Dari sini dapat ditarik kesimpulan bahwa daerah Maluku Tengah memiliki satu kebudayaan yang sama. Kemudian, jika ditelusuri dari segi historisnya, para migran yang kebanyakan berdiam di pegunungan ini lantas dipindahkan ke pesisir pantai oleh pemerintah kolonial Belanda dalam rangka pengawasan. Bukan hanya itu, Belanda juga mengganti nama komunitas-komunitas migran yang disebut Hena atau Aman, dengan istilah Negeri. Struktur pemerintahan di dalam Negeri diatur menyerupai struktur pemerintahan di Belanda. Dengan struktur pemerintahan tersebut, maka negeri-negeri menjadi ”negara-negara” kecil dengan pemerintah, rakyat dan teritori tertentu, dipimpin oleh raja yang diangkat dari marga-marga tertentu yang memerintah secara turun-temurun, dan kekuasaan di dalam negeri dibagi-bagi untuk seluruh marga dalam komunitas negeri.
Dalam perkembangannya secara sosio-historis, negeri-negeri ini kemudian mengelompok dalam komunitas agama tertentu, sehingga timbul dua kelompok masyarakat yang berbasis agama, yang kemudian dikenal dengan sebutan Anak Negeri Salam dan Anak Negeri Sarani. Anak Negeri Salam adalah penduduk yang beragama Islam dan Anak Negeri Sarani adalah penduduk yang beragama Kristen. Laki-laki yang beragama Islam biasa dipanggil dengan sebutan ‘abang’ dan perempuannya dipanggil “caca”, sedangkan laki-laki yang beragama Kristen dipanggil dengan sebutan “bu” dan perempuannya dipanggil “usi”. Kultur seperti ini memperlihatkan adanya suatu kecenderungan yang akan mengentalkan solidaritas kelompok, tetapi pada dasarnya rentan terhadap kemungkinan konflik. Oleh sebab itu, dikembangkanlah pela gandong sebagai suatu pola manajemen konflik tradisional guna mengatasi kerentanan konflik.

Entri Latihan |
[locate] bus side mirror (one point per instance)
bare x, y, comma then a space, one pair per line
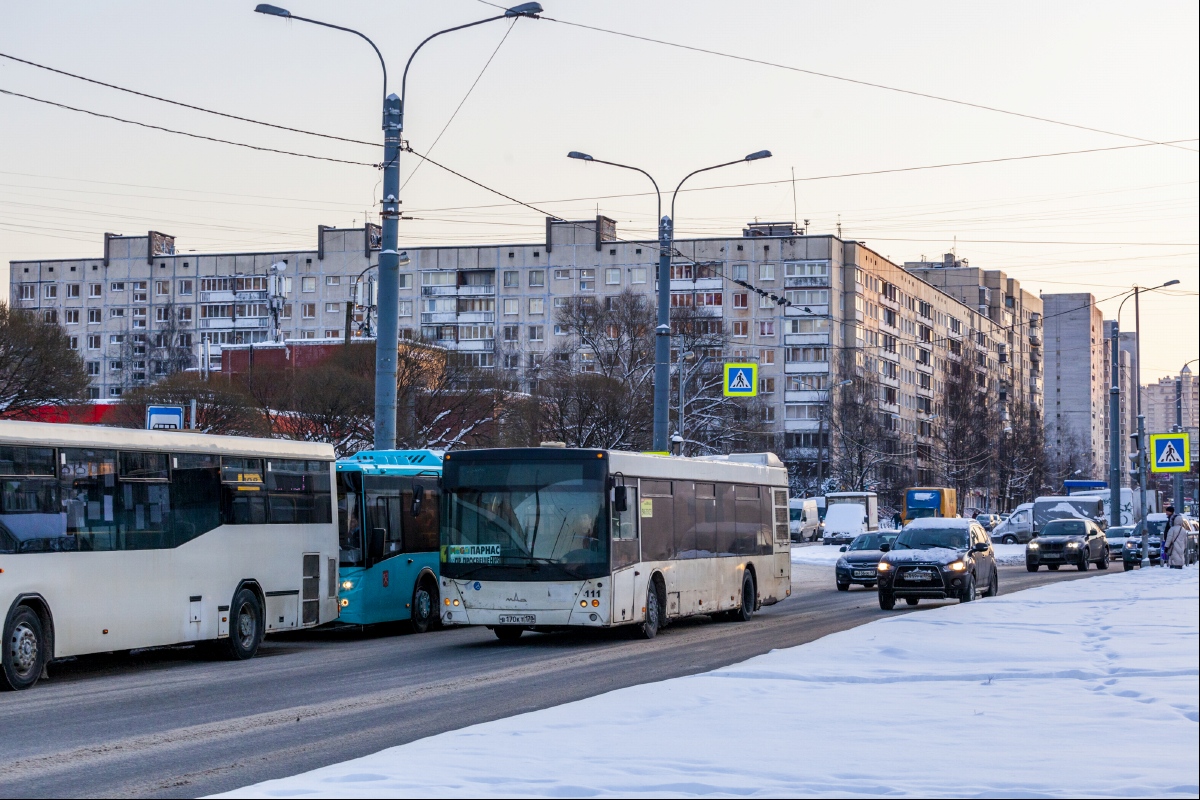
375, 545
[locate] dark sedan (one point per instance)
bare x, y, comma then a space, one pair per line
1075, 542
937, 559
859, 560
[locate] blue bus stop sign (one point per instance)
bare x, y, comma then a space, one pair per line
741, 380
165, 417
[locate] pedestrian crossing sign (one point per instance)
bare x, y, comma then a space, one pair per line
741, 380
1171, 452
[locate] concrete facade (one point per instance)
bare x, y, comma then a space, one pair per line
1077, 386
495, 306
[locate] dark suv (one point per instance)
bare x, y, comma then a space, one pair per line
937, 559
1075, 542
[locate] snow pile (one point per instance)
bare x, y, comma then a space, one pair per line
1084, 687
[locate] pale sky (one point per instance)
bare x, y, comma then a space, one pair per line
1093, 222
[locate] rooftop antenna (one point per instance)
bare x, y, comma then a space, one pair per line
796, 214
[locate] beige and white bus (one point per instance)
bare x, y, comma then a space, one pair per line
550, 537
113, 539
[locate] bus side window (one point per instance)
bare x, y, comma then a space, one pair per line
421, 530
195, 495
657, 517
243, 497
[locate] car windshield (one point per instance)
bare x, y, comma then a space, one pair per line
923, 539
870, 541
1066, 528
531, 521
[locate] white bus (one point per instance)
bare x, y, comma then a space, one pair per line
549, 537
113, 539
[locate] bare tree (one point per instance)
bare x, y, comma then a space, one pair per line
37, 366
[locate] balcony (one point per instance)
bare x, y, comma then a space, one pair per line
241, 323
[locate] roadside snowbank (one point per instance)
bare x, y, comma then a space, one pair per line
820, 554
1021, 695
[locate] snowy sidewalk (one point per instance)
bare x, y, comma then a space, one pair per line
1080, 689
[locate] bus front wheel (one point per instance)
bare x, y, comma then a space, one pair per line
24, 649
245, 626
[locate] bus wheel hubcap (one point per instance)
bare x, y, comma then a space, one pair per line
245, 627
24, 649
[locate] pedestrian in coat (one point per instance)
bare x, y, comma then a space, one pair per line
1175, 543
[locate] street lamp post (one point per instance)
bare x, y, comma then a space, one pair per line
390, 259
1114, 413
663, 329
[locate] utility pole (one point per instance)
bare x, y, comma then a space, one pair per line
1115, 465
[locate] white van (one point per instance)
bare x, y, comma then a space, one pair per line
804, 519
1018, 528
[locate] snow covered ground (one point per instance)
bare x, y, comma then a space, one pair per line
1079, 689
828, 554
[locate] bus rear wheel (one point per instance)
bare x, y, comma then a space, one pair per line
245, 626
24, 649
425, 603
749, 599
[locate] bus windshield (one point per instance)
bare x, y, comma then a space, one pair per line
531, 521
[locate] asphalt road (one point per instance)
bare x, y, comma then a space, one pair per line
171, 723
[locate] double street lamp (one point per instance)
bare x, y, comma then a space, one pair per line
388, 338
1115, 416
663, 330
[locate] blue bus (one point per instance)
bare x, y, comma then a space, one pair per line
388, 512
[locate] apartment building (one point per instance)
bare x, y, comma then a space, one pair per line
1077, 386
1003, 301
495, 305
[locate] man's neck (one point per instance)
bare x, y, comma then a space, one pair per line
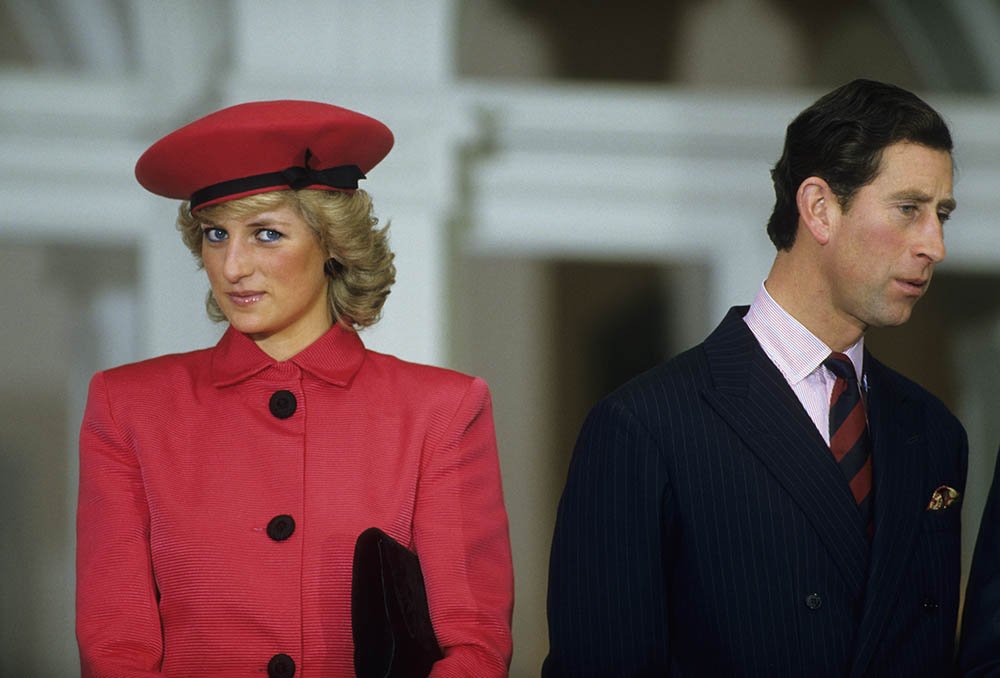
798, 290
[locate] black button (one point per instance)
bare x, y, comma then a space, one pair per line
282, 404
281, 527
281, 666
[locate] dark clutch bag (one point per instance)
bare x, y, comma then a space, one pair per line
391, 623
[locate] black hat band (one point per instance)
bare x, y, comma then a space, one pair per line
344, 177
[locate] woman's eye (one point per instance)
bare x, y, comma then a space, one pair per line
214, 234
268, 235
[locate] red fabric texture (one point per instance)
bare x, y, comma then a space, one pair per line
182, 466
260, 137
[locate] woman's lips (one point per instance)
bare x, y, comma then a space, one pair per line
245, 298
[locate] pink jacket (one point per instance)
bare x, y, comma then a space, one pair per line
221, 494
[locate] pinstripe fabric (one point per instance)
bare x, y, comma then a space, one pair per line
182, 466
706, 530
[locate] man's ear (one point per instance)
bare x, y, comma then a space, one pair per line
818, 208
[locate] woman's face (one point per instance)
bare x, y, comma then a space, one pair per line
266, 273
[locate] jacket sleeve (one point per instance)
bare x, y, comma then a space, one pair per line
461, 536
607, 600
979, 652
117, 617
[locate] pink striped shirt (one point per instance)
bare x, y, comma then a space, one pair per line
798, 354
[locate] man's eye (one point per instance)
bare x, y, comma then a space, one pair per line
214, 234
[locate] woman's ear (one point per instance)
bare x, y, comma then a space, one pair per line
818, 208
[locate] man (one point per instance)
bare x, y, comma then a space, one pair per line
775, 501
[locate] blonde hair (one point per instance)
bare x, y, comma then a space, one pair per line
360, 269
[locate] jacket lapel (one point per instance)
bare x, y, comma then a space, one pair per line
754, 399
899, 466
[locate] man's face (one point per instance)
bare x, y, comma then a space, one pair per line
883, 248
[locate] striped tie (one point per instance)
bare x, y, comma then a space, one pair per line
849, 434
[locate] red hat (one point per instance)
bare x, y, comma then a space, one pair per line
264, 146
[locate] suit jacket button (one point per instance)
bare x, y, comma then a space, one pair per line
281, 666
281, 527
282, 404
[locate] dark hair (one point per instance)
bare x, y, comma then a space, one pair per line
840, 139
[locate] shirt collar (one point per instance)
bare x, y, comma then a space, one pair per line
334, 357
794, 350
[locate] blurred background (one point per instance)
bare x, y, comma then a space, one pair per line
578, 191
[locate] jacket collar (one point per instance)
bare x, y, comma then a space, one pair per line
335, 357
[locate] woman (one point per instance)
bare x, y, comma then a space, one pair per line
222, 491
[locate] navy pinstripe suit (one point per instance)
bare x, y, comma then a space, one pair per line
706, 530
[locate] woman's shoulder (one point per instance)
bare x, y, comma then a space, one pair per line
154, 372
420, 377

Daftar Tugas |
[1] Tulis kembali entri dari baris yang memuat "[locate] woman (one point per instance)" hingga akhir entri, termasuk kedua ujungnya. Ganti "navy" dengan "charcoal", dan biarkan bagian lainnya tetap sama.
[2] Lanjutkan teks tentang masyarakat negeri di Maluku Tengah dan pela gandong, mulai setelah kalimat terakhirnya.

Jawaban Tiap Tugas |
[1]
[locate] woman (one point per instance)
bare x, y, comma then a space, one pair per line
222, 491
[locate] charcoal pinstripe suit (one point per instance)
bare x, y, comma then a space, one pair per line
706, 530
[locate] woman's shoulder (one point per instance)
bare x, y, comma then a space, one pair per line
154, 372
420, 377

[2]
Dari paparan di atas, dapat dikatakan bahwa pela gandong sebetulnya bukan merupakan suatu kebudayaan lokal penduduk Maluku sendiri, melainkan suatu produk hasil asimilasi kebudayaan di Maluku Tengah. Peran pemerintah kolonial Belanda juga cukup besar dalam pengembangan pela gandong ini sehingga banyak yang mengatakan bahwa kebudayaan ini hanyalah bentuk rekayasa mereka pada saat ingin menguasai rempah-rempah di tanah Maluku. Hal ini cukup beralasan bila ditelusuri lebih jauh lagi dari segi historis. Menurut sejarah awalnya, Maluku merupakan sebuah jasirah dengan hasil alam yang berlimpah ruah dan berpenduduk mayoritas Muslim. Pada saat Belanda menginvasi Maluku, umat Muslim di tanah ini lantas menentang dengan keras.
Perlawanan bersenjata kemudian dilancarkan oleh raja-raja dan sultan-sultan yang berada di Maluku, antara lain Raja Leihitu, Raja Leitimu, Sultan Ternate, Sultan Tidore, Sultan Khairun, Sultan Baabullah, dan lain-lain. Karena adanya perlawanan yang sengit ini, maka Belanda mulai melancarkan politik “Devide et Impera” atau politik pecah belah. Belanda sendiri masuk ke Maluku dengan membawa tiga misi, yaitu Gold, Glory, dan Gospel. Gold adalah misi Belanda untuk mengambil seluruh kekayaan alam di Maluku, Glory untuk mendapatkan kemuliaan di mata masyarakat di Eropa, dan Gospel membawa misi untuk menyebarkan agama.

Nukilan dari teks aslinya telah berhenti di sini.